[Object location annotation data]
* * * *

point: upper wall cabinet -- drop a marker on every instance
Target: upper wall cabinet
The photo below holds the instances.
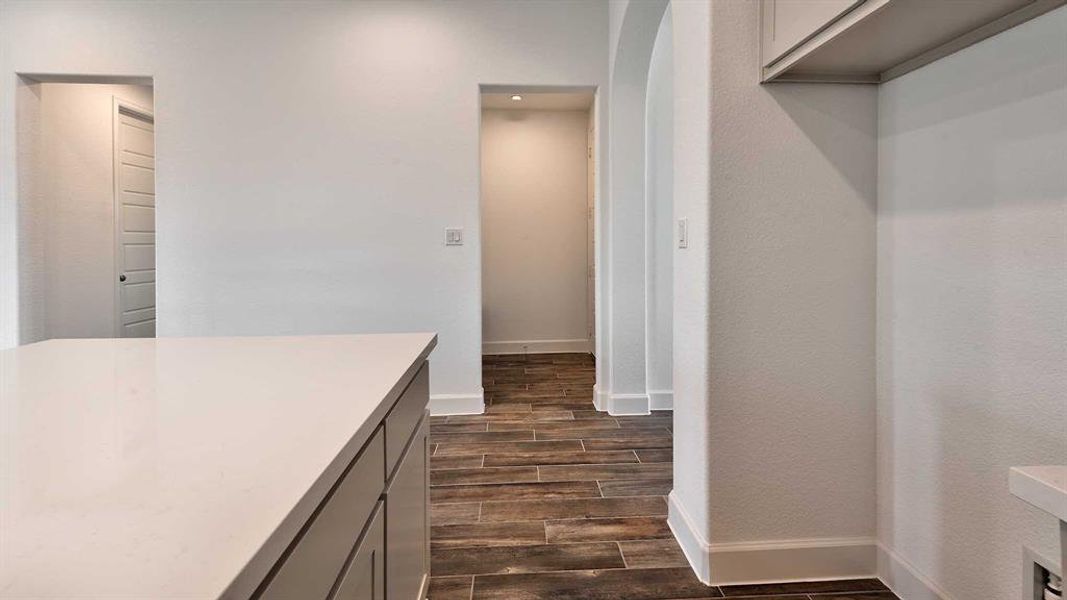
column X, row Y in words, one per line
column 874, row 41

* * * *

→ **Your task**
Convert the records above into a two-column CSV with the headers request and answer, one row per request. Put each text in one quoted field with its line breaks replaced by spaces, and leave the pictures out.

→ **Final result**
request,answer
"point: upper wall cabinet -- drop a marker on every instance Target: upper wall cabinet The photo below holds the instances. column X, row Y in words, one per line","column 874, row 41"